## Activity list
1 > In the article on James Clapper's speech, what two words did Clapper use to describe the firing of FBI chief Jim Comey?
2 > Write out the article on James Clapper's speech, reproducing everything from "By Katharine Murphy, Guardian" down to "the Putin regime.".
3 > Extend the article on James Clapper's Canberra speech beyond its final paragraph.

## Excerpt provided
• • • •
Former Director of National Intelligence James Clapper. (photo: T.J. Kirkpatrick/Getty)
By Katharine Murphy, Guardian UK
07 June 17
Former US spy chief attacks the sharing of intelligence with Putin and says firing of James Comey ‘inexcusable’
he former US director of national intelligence James Clapper
says events in Washington now are more serious than the Watergate
scandal of the 1970s, and that it is imperative investigators get to the
bottom of the Trump administration’s links with the Putin regime.
Clapper used a speech to Australia’s National Press
Club on Wednesday to launch a critique of the US president, Donald
Trump, describing his decision to cultivate Russia and share intelligence with the Putin regime as “very problematic”. He described Trump’s firing of the FBI chief Jim Comey as “egregious and inexcusable”.
The former intelligence director was asked how current
events compared to Watergate and he said the behaviour under scrutiny
now was more serious. “I think you compare the two, that Watergate
pales, really, in my view, compared to what we’re confronting now.”
• • • •
## Record set
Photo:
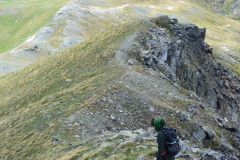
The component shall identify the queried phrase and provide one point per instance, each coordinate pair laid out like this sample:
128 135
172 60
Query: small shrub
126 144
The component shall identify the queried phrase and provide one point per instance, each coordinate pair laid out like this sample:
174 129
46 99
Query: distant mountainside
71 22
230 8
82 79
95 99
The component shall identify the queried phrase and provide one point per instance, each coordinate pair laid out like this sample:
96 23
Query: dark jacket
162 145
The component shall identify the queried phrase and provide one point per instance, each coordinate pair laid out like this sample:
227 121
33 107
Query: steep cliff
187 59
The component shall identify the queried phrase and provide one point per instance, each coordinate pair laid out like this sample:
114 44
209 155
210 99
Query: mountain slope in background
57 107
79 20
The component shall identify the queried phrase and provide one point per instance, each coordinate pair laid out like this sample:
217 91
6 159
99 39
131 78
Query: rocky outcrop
• • • •
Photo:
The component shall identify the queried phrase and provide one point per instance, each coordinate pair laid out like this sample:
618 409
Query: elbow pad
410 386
• • • •
## Answers to each task
1 > He called it "egregious and inexcusable."

2 >
By Katharine Murphy, Guardian UK
07 June 17
Former US spy chief attacks the sharing of intelligence with Putin and says firing of James Comey ‘inexcusable’
he former US director of national intelligence James Clapper
says events in Washington now are more serious than the Watergate
scandal of the 1970s, and that it is imperative investigators get to the
bottom of the Trump administration’s links with the Putin regime.

3 >
Clapper’s appearance in Canberra comes before highly anticipated testimony later this week
by Comey before the Senate intelligence committee. The committee is
examining whether Trump’s campaign colluded with Russian officials who
interfered in the US presidential election.
Comey is expected to face questions about whether Trump tried to persuade him to stop an investigation
into improper contacts between one of his top backroom advisers and
Russian officials, and whether the former FBI director was sacked by the
president because he refused to comply.
Clapper told the National Press Club in Canberra it
was “absolutely crucial for the United States, and for that matter for
the world, for this presidency, for the Republicans, for the Democrats
and for our nation at large, that we get to the bottom of this”.
“Is there a smoking gun with all the smoke? I don’t know the answer to that. I think it’s vital, though, we find that out.”
Clapper insisted that, whatever Trump’s intentions, there was no way the US and Russia could be allies, because Russia
was “opposed to our democracy and values and see us, particularly the
United States, as the cause of all their problems and frustrations”.
He said he had a “real hard time reconciling the
threat the Russians pose to the United States and, by extension, western
democracies in general” with the solicitousness of the Trump
administration towards Moscow. “The Russians are not our friends,” he
said.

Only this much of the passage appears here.